§ **DIRECTIONS**
**A)** In the text about Aaron James, reproduce the passage from "James served as" up to and including "University of Toronto.".
**B)** Answer these questions using the text about Aaron James:
(i) In what year did he earn his Bachelor of Music?
(ii) Where is the church whose 1890 Carl Barckhoff pipe organ he reinaugurated?
(iii) In what year did he become organist and director of music at the Holy Family Roman Catholic Church?

§ **EXERCISE TEXT**
————
Charles Aaron James (born 1 September 1986) is a Canadian musicologist, organist, pianist and composer.

== Early life and education ==
Aaron James was born in Toronto, Ontario. He studied organ performance at the University of Western Ontario, earning a Bachelor of Music in 2009. He attended the Eastman School of Music at the University of Rochester, where he completed a Master of Music in Organ Performance and Literature in 2011, a Doctor of Musical Arts in Organ Performance and Literature in 2015, and a Doctor of Philosophy in musicology in 2016.

James became a Fellow of the Royal Canadian College of Organists by examination in 2012, having received a first in the RCCO National Organ Playing Competition the previous year. He studied organ with Paul Merritt of the University of Western Ontario, as well as with Hans Davidsson and Edoardo Bellotti of the Eastman School of Music.

==Career==

James served as Director of Music at St Mary's Church in Auburn, New York, where he reinaugurated the parish's restored 1890 Carl Barckhoff pipe organ. He also taught music history and theory at the University of Rochester. In 2017, James became the organist and director of music at the Holy Family Roman Catholic Church in Toronto, where he directs a children's choir, the professional Toronto Oratory Choir, and the St. Philip's Seminary Schola Cantorum. He also teaches organ literature for the Faculty of Music at the University of Toronto.

James is also a performer of contemporary music, having given national or world premieres of new compositions, including works by Emily Hall, Martin Herchenröder, Michael Nyman, Daniel Ochoa and Kyle Quarles. He also performs on the piano.
————
§ **Stored entries**
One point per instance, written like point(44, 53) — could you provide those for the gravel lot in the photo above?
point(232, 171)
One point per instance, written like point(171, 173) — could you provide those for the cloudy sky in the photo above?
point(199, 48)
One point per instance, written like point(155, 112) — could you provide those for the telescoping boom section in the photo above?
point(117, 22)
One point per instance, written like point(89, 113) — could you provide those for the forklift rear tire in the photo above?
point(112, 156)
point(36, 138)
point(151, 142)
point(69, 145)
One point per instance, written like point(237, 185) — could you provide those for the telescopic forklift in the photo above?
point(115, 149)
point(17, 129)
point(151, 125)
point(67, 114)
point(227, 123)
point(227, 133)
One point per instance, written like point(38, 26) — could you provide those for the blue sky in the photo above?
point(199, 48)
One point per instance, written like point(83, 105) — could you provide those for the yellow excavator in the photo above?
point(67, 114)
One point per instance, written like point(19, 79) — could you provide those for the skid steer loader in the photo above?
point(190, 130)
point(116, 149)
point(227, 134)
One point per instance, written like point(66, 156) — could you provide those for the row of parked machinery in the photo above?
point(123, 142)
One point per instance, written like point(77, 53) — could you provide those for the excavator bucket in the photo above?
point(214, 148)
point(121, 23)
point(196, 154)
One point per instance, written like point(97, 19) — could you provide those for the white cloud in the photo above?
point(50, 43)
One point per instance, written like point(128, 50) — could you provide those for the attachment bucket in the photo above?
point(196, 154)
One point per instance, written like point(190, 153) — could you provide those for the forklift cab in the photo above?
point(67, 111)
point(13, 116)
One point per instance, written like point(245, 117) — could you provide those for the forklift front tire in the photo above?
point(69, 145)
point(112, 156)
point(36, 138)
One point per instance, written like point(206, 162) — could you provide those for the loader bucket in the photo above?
————
§ **ANSWERS BY ITEM**
**A)**
James served as Director of Music at St Mary's Church in Auburn, New York, where he reinaugurated the parish's restored 1890 Carl Barckhoff pipe organ. He also taught music history and theory at the University of Rochester. In 2017, James became the organist and director of music at the Holy Family Roman Catholic Church in Toronto, where he directs a children's choir, the professional Toronto Oratory Choir, and the St. Philip's Seminary Schola Cantorum. He also teaches organ literature for the Faculty of Music at the University of Toronto.

**B)**
(i) 2009
(ii) Auburn, New York (St Mary's Church)
(iii) 2017